**WHAT IS EXPECTED:** Count the lines in the entries below that contain the string "barrier", and give only that number.
--- start of PROVIDED INFORMATION ---
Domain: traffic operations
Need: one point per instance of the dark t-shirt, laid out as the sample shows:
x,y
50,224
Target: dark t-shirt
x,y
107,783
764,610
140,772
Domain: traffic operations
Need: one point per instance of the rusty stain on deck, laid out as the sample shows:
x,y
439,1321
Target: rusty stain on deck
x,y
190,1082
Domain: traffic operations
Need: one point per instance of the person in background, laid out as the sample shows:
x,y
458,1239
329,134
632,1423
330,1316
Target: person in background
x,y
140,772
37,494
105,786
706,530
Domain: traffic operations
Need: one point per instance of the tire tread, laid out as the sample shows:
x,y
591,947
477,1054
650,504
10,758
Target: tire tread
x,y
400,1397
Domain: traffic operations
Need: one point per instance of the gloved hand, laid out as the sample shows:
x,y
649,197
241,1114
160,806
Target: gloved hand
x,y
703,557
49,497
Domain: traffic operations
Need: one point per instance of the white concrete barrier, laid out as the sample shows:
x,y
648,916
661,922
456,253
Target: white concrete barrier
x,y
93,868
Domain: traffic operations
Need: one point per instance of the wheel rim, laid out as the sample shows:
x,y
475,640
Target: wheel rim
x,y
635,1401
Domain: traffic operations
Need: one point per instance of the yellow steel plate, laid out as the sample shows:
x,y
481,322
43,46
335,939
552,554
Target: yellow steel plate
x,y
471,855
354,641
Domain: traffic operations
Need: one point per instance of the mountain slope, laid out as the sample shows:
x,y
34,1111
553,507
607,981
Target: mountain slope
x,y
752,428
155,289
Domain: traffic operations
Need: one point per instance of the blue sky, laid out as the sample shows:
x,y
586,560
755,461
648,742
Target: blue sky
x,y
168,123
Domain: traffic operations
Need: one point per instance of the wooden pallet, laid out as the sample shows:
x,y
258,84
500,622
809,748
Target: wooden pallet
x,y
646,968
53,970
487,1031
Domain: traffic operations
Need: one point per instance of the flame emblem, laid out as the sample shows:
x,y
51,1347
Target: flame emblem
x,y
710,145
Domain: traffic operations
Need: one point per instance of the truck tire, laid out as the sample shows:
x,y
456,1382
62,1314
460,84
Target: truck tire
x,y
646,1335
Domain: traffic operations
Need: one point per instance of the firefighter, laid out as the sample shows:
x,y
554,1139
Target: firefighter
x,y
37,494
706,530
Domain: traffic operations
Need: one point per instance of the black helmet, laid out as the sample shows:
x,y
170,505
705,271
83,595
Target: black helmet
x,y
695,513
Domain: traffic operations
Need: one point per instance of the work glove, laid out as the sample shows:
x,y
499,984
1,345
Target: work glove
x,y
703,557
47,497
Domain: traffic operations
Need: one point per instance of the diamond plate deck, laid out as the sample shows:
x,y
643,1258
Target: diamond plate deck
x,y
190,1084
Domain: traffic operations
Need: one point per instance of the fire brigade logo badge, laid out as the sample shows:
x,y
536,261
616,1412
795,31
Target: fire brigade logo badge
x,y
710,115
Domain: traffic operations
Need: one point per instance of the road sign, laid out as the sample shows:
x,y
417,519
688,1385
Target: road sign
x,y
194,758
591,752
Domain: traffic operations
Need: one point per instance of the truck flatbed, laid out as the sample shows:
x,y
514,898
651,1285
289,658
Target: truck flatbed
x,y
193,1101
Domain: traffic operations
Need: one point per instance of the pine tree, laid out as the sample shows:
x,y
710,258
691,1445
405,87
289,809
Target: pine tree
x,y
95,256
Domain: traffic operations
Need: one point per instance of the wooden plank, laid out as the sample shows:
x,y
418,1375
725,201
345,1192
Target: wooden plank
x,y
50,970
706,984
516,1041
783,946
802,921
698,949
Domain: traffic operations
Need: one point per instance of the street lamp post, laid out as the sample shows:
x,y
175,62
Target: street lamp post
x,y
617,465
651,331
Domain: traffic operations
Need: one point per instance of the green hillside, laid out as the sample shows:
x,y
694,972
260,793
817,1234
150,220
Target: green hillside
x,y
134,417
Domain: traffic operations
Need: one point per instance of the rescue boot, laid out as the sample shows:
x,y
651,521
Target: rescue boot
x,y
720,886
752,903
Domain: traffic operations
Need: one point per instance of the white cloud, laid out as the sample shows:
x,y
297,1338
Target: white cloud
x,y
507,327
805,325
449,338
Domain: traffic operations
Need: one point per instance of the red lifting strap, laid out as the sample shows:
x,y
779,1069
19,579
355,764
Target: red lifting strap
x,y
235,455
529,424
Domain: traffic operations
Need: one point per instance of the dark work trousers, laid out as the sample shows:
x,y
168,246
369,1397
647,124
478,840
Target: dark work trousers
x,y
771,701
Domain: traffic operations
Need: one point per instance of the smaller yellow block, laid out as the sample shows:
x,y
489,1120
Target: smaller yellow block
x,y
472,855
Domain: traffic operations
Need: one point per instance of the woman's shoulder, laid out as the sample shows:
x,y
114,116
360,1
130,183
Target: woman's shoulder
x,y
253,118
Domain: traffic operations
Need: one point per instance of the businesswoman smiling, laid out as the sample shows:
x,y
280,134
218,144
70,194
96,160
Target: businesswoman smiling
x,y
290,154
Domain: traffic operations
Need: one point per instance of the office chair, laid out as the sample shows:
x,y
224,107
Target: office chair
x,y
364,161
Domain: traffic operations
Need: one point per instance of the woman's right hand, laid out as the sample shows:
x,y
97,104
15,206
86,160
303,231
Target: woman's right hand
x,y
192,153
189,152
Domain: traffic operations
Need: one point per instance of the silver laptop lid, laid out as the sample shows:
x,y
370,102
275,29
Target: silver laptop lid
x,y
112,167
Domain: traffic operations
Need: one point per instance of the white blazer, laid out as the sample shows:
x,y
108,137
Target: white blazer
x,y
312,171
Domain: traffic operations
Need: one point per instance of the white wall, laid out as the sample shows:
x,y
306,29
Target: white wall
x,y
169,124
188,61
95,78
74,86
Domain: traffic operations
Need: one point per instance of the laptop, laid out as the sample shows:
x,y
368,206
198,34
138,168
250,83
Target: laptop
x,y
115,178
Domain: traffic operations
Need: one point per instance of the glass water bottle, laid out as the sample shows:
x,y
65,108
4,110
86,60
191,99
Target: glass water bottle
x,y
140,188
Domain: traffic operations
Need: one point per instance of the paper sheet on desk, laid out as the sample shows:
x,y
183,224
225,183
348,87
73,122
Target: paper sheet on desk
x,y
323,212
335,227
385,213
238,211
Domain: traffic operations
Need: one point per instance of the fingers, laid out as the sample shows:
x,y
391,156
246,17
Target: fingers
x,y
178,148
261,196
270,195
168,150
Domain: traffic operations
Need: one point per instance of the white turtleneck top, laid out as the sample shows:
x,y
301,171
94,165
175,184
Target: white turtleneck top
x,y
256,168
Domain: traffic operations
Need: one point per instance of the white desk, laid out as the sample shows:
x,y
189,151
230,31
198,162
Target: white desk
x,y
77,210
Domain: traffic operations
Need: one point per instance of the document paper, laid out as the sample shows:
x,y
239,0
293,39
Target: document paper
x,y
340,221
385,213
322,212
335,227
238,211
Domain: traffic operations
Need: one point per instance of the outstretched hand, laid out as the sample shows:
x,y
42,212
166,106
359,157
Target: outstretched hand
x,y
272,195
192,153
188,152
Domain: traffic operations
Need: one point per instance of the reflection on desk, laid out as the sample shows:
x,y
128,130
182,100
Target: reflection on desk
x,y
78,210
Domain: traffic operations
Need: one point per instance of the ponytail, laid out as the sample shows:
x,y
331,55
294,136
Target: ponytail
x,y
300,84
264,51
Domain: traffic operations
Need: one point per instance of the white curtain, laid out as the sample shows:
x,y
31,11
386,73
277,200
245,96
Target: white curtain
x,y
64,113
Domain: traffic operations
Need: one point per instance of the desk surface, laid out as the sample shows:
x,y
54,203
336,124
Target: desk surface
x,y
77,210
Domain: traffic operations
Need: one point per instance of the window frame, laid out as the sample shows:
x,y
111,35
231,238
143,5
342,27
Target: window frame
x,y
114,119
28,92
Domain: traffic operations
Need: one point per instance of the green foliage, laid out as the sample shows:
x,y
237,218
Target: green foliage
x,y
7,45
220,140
--- end of PROVIDED INFORMATION ---
**RESPONSE:** 2